Task brief: In the records that follow, locate every line with "below" and extract it.
=== Section Start ===
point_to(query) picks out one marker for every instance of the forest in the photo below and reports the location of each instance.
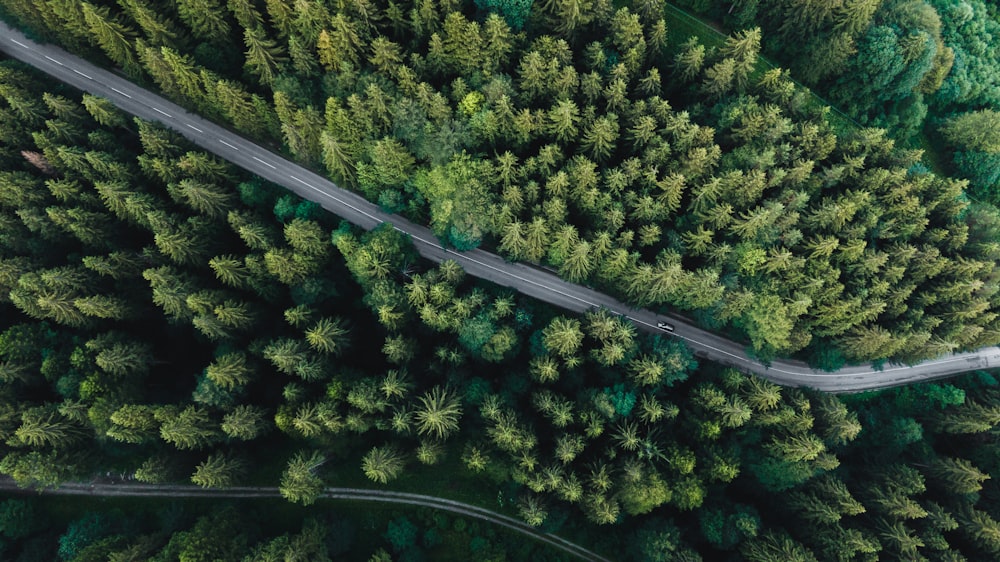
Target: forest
(666, 173)
(928, 71)
(167, 316)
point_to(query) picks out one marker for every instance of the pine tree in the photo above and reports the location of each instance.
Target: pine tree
(438, 413)
(218, 471)
(382, 464)
(113, 37)
(299, 482)
(263, 55)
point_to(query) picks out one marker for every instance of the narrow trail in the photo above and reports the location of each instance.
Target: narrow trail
(134, 490)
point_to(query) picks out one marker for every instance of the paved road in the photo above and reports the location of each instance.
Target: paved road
(123, 489)
(528, 280)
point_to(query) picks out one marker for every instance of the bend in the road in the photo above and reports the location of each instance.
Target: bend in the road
(529, 281)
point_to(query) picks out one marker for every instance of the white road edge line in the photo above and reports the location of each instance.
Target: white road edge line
(337, 199)
(268, 164)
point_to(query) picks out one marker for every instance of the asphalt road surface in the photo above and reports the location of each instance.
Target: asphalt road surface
(530, 281)
(131, 489)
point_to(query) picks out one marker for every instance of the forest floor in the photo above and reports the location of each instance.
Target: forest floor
(113, 487)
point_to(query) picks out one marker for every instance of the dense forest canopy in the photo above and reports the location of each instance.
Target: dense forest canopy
(911, 66)
(573, 136)
(164, 315)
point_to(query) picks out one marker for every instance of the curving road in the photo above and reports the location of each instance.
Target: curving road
(530, 281)
(123, 489)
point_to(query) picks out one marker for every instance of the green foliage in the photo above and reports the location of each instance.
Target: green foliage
(459, 196)
(402, 534)
(17, 519)
(514, 12)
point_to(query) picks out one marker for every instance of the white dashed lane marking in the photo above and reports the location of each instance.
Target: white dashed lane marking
(268, 164)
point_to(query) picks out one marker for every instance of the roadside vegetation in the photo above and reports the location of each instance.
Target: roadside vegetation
(926, 70)
(165, 315)
(575, 138)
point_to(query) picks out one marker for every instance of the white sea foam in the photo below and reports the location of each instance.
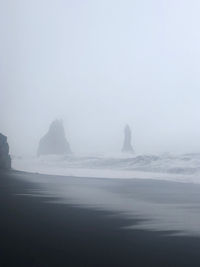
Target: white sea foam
(182, 168)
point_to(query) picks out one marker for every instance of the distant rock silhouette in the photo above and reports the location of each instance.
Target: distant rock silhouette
(5, 160)
(127, 147)
(54, 142)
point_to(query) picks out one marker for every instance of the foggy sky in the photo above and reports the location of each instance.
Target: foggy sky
(99, 65)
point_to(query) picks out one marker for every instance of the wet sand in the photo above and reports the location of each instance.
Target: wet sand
(37, 231)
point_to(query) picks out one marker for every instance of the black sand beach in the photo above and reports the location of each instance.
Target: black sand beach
(38, 232)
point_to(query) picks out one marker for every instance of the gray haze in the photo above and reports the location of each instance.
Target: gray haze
(99, 65)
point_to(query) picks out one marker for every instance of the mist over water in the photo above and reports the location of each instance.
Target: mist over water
(99, 65)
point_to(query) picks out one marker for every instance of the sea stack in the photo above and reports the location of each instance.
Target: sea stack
(54, 141)
(127, 147)
(5, 160)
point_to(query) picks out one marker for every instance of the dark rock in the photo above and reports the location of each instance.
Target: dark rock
(5, 160)
(54, 142)
(127, 147)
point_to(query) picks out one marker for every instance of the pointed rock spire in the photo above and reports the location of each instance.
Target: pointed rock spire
(54, 142)
(127, 147)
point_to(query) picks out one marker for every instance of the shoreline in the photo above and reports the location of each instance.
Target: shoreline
(37, 232)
=== Section End ===
Task result:
point_to(query) picks out one marker for every instance of the forest in the photo below and reports the location of each instance.
point_to(query) picks out one marker for every instance of the white sea foam in the photo below and reports the location of each instance.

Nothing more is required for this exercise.